**Travail à faire**
Pouvez-vous reproduire intégralement, sans rien y changer, le texte sur la date et le lieu de naissance du débiteur ?

**Texte**

::::::::

On pourrait penser de même pour la date et le lieu de naissance. Mais l’expérience montre que ces deux informations sont essentielles au stade de l’exécution. Car, pour exécuter, il faut trouver le débiteur et ses biens. L’huissier dispose, à cette fin, d’un pouvoir d’interrogation des administrations et du Ficoba, le fichier national des comptes bancaires et assimilés (CPCE, art. L. 152-1 N° Lexbase : L9503I74) et L. 152-2 N° Lexbase : L9502I73). Ce dernier recense les comptes bancaires détenus en France par une personne ou une société. Or, pour interroger les administrations et le Ficoba, il faut disposer de la date de naissance du débiteur en plus de ses nom et prénoms. À défaut, les homonymies empêchent toute identification.

Il en est de même pour le lieu de naissance qui, seul, permet d’obtenir un extrait d’acte de naissance en interrogeant la mairie de naissance. Cet extrait est essentiel pour vérifier les mentions marginales (mariage, décès, décisions inscrites au répertoire civil…). Ceci dit, l’absence ou le caractère erroné de la mention de la date et du lieu de naissance portée sur un acte doit-il être sanctionné par la nullité de l’acte ? En tant que praticien de l’exécution, on l’espère. Mais il s’agit de sujets tellement prosaïques que l’on craint que les tribunaux ne saisissent pas leur importance capitale et trouvent le grief trop indirect. L’avenir seul dira donc si ce moyen trouvera à prospérer.

::::::::

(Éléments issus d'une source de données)
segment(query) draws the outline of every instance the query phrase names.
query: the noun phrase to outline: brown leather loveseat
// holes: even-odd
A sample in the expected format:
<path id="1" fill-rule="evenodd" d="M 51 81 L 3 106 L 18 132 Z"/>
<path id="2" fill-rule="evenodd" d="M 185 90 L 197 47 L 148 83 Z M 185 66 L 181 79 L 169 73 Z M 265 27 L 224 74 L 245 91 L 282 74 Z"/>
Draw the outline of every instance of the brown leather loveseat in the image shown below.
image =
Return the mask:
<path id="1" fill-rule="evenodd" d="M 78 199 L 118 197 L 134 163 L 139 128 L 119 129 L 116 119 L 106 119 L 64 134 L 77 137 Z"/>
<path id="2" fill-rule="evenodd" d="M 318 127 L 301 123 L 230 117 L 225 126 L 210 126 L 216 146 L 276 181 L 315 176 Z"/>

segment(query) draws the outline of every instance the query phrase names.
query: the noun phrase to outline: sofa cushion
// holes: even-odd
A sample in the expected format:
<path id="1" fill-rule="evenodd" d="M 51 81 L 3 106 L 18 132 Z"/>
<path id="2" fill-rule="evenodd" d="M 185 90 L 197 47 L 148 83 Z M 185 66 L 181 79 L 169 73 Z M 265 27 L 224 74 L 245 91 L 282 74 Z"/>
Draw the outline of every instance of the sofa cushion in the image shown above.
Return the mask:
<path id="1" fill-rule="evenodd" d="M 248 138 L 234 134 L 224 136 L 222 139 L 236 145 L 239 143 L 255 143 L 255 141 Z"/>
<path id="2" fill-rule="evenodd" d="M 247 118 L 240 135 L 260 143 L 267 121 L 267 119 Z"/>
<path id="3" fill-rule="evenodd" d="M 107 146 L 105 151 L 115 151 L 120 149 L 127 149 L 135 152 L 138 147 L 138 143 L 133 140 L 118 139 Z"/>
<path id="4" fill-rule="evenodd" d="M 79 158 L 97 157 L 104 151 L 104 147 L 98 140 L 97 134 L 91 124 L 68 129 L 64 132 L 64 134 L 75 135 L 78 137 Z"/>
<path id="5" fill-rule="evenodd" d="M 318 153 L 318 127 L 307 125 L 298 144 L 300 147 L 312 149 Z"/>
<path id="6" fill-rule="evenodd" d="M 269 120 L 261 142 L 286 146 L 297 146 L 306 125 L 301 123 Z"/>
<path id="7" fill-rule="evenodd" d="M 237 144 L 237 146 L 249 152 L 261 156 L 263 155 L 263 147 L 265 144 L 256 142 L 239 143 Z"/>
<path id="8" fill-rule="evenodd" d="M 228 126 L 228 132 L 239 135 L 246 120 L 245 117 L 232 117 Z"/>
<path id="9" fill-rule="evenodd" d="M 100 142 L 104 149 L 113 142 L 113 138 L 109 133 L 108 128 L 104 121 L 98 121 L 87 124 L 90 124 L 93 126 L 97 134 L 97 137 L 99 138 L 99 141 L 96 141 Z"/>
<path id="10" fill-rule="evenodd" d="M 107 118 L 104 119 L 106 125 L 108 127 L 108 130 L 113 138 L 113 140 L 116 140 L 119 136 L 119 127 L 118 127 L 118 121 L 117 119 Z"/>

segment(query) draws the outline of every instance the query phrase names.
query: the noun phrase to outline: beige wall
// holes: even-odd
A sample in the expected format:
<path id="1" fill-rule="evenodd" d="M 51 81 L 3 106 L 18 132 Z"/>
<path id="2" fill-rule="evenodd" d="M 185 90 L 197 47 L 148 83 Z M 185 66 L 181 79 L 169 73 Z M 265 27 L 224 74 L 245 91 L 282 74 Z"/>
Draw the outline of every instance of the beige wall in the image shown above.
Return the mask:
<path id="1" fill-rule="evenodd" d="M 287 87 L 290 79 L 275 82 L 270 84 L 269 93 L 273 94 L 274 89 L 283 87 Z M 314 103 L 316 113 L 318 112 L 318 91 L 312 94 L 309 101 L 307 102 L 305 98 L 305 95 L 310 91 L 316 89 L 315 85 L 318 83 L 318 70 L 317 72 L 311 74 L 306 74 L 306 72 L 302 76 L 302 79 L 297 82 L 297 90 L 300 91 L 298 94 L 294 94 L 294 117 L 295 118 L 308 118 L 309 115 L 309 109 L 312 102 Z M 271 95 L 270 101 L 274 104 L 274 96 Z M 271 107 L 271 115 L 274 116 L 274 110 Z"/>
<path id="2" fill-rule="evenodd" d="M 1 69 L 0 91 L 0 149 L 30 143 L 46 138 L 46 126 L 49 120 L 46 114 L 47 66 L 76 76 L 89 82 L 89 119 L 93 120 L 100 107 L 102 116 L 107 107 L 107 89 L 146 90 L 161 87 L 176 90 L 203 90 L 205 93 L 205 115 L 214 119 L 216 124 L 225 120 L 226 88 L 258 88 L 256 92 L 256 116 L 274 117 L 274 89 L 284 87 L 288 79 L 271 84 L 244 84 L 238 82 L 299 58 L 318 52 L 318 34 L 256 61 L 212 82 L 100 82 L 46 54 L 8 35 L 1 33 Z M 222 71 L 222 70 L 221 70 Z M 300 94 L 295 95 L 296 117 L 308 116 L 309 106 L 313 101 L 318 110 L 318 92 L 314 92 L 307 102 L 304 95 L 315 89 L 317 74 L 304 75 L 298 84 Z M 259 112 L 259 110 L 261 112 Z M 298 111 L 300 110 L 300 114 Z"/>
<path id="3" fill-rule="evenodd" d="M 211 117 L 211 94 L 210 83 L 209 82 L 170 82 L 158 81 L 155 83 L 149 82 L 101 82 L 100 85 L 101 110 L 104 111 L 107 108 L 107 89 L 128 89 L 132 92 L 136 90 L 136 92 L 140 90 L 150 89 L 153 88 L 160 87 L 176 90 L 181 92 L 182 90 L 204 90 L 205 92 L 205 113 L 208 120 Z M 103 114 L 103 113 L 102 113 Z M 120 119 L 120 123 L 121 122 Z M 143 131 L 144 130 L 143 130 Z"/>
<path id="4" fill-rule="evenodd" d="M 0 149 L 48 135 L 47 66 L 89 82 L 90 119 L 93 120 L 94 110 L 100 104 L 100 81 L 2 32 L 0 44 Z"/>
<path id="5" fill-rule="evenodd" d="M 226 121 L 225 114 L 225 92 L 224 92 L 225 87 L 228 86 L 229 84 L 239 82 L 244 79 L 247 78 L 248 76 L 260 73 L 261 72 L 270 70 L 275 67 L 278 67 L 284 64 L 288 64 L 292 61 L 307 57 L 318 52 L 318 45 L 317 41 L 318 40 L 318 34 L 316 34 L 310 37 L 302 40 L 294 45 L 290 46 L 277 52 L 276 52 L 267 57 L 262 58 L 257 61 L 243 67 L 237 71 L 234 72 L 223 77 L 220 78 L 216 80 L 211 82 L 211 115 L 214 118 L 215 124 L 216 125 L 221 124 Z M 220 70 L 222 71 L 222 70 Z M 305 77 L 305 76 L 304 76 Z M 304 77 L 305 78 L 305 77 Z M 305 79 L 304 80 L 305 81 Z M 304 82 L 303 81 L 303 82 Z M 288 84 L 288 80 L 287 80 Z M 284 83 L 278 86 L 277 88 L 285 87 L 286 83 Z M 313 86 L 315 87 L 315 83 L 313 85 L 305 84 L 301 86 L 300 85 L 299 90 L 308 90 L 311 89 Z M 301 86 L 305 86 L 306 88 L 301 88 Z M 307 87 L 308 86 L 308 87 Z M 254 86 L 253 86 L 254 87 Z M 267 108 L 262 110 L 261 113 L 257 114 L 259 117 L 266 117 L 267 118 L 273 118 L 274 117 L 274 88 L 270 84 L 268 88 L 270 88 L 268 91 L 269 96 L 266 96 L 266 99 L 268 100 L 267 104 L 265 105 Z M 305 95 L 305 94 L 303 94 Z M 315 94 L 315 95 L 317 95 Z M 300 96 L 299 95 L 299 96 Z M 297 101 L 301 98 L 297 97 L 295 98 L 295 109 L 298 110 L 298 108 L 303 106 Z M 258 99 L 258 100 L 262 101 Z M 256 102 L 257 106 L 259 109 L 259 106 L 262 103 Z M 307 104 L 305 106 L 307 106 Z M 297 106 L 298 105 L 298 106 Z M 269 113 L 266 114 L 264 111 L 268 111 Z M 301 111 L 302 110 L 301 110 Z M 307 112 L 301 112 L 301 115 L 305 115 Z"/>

::::::::

**Réponse rédigée**
On pourrait penser de même pour la date et le lieu de naissance. Mais l’expérience montre que ces deux informations sont essentielles au stade de l’exécution. Car, pour exécuter, il faut trouver le débiteur et ses biens. L’huissier dispose, à cette fin, d’un pouvoir d’interrogation des administrations et du Ficoba, le fichier national des comptes bancaires et assimilés (CPCE, art. L. 152-1 N° Lexbase : L9503I74) et L. 152-2 N° Lexbase : L9502I73). Ce dernier recense les comptes bancaires détenus en France par une personne ou une société. Or, pour interroger les administrations et le Ficoba, il faut disposer de la date de naissance du débiteur en plus de ses nom et prénoms. À défaut, les homonymies empêchent toute identification.

Il en est de même pour le lieu de naissance qui, seul, permet d’obtenir un extrait d’acte de naissance en interrogeant la mairie de naissance. Cet extrait est essentiel pour vérifier les mentions marginales (mariage, décès, décisions inscrites au répertoire civil…). Ceci dit, l’absence ou le caractère erroné de la mention de la date et du lieu de naissance portée sur un acte doit-il être sanctionné par la nullité de l’acte ? En tant que praticien de l’exécution, on l’espère. Mais il s’agit de sujets tellement prosaïques que l’on craint que les tribunaux ne saisissent pas leur importance capitale et trouvent le grief trop indirect. L’avenir seul dira donc si ce moyen trouvera à prospérer.